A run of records
··········

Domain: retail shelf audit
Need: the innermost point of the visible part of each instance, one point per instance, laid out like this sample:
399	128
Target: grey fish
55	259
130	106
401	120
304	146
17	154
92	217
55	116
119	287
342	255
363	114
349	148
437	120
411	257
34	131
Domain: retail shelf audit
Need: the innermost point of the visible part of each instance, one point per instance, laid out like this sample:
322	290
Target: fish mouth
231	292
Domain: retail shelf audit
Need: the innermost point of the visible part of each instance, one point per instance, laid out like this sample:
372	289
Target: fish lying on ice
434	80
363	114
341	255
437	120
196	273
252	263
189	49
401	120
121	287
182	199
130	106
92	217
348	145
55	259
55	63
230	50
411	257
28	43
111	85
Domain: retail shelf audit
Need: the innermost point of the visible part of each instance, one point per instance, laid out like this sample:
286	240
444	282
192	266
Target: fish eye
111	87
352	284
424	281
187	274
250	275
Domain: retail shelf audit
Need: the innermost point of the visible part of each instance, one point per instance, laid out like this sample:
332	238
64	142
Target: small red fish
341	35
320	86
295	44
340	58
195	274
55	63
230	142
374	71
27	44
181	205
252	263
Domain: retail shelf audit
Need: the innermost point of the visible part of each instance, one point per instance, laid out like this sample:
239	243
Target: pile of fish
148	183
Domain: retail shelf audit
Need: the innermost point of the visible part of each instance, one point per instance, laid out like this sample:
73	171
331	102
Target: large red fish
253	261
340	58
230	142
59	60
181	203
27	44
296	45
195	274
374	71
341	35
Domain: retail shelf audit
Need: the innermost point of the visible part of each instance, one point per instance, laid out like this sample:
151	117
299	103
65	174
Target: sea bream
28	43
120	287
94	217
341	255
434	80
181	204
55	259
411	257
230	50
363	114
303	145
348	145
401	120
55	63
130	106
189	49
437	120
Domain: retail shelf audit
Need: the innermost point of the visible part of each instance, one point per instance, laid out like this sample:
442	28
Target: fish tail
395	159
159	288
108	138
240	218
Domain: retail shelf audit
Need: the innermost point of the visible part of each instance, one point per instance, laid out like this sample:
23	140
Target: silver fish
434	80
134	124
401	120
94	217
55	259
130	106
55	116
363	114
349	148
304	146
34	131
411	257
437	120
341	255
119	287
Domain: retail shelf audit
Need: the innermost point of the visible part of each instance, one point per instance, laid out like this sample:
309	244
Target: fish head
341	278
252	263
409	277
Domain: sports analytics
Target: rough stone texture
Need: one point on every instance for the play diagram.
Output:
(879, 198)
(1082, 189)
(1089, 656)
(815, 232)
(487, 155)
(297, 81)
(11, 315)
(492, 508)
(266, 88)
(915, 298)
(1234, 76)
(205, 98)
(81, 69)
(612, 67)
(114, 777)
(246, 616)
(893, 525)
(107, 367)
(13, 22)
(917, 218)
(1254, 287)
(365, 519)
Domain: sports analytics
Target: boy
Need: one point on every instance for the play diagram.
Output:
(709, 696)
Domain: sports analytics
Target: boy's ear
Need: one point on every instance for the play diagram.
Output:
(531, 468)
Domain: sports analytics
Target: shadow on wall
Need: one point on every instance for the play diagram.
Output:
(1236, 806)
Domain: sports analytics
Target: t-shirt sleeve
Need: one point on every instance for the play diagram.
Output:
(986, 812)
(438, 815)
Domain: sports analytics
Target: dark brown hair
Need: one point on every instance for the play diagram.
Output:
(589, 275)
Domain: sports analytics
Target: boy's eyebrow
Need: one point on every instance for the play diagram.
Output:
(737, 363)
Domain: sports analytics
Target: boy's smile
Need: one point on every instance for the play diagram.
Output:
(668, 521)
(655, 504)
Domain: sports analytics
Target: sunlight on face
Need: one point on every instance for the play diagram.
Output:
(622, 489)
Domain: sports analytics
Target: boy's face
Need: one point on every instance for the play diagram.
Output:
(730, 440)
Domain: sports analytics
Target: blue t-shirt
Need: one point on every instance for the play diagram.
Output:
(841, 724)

··········

> **WHAT THE TASK REQUIRES**
Pull out every line in the records above that contains the string "shirt", matching case exactly.

> **SOLUTION TO THIS PROBLEM**
Target: t-shirt sleeve
Target: blue t-shirt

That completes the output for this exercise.